[Point localization data]
○ ○ ○ ○ ○ ○ ○

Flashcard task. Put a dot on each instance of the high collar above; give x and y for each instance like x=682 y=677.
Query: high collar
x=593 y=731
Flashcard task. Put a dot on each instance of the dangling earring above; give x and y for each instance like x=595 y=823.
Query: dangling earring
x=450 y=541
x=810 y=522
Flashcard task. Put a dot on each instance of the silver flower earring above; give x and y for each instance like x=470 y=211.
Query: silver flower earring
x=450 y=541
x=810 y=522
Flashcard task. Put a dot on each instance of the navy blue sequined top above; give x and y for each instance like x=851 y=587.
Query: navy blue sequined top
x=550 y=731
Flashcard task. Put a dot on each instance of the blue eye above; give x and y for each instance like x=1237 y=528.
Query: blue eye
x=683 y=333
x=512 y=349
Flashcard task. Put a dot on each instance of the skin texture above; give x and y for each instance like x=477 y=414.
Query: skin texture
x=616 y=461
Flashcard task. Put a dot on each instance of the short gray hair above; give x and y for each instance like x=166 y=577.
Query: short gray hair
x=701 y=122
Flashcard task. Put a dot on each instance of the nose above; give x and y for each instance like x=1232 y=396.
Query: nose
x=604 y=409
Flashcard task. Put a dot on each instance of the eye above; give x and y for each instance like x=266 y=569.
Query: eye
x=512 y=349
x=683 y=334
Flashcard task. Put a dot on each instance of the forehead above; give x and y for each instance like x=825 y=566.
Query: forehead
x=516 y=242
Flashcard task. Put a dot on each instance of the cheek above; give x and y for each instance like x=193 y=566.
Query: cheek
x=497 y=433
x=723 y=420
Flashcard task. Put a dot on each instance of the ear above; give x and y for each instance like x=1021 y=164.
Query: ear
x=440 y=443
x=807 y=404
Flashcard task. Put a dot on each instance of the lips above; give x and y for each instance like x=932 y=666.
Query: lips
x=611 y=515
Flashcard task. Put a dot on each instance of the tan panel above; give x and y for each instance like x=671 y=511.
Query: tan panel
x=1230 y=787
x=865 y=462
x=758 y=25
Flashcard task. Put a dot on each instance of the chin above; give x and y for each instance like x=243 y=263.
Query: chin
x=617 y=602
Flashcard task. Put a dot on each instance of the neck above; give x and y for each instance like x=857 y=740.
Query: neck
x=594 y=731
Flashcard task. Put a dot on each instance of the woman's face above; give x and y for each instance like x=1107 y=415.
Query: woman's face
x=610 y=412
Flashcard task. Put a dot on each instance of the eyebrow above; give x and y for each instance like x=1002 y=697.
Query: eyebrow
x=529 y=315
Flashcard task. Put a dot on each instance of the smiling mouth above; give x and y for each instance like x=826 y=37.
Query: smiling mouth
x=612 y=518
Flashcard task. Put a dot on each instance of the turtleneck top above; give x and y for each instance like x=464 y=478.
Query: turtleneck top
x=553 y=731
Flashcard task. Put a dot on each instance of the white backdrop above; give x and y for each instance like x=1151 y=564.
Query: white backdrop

○ ○ ○ ○ ○ ○ ○

▶ _WHAT IS NEEDED_: Search the records above for the string "white". Report each line that has it.

▶ _EXERCISE RESULT_:
Flashcard task. Put a dot on each instance of the white backdrop above; give x and y for each instance like x=1151 y=564.
Query: white backdrop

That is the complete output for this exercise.